> [OBJECTIVE]:
Reproduce every line of the material below verbatim, with no changes.

◆ ◆ ◆ ◆

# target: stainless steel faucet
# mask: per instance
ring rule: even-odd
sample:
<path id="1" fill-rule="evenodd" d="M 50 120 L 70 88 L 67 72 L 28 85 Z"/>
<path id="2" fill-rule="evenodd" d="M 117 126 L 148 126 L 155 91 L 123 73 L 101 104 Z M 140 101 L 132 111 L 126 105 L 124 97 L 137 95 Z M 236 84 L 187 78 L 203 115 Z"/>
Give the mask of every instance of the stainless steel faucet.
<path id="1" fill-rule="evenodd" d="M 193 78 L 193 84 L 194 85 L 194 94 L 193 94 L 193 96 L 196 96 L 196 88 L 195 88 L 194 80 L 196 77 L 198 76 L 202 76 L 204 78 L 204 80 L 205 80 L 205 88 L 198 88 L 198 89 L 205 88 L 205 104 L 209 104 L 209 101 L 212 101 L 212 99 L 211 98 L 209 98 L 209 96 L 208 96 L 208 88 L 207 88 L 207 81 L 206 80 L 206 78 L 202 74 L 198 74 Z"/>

◆ ◆ ◆ ◆

> [EXERCISE RESULT]:
# target: stainless steel faucet
# mask: per instance
ring rule: even-odd
sample:
<path id="1" fill-rule="evenodd" d="M 50 120 L 70 88 L 67 72 L 28 85 Z"/>
<path id="2" fill-rule="evenodd" d="M 117 126 L 148 126 L 155 91 L 123 73 L 101 104 Z M 140 101 L 132 111 L 126 105 L 124 97 L 137 95 Z M 236 84 L 187 78 L 203 115 Z"/>
Give the mask of every instance of the stainless steel faucet.
<path id="1" fill-rule="evenodd" d="M 193 78 L 193 84 L 194 85 L 194 94 L 193 94 L 193 96 L 196 96 L 196 88 L 195 88 L 194 80 L 196 77 L 198 76 L 202 76 L 204 78 L 204 80 L 205 80 L 205 88 L 198 88 L 198 89 L 205 88 L 205 104 L 209 104 L 209 101 L 212 101 L 212 99 L 211 98 L 209 98 L 209 96 L 208 96 L 208 88 L 207 88 L 207 81 L 206 80 L 206 78 L 202 74 L 198 74 Z"/>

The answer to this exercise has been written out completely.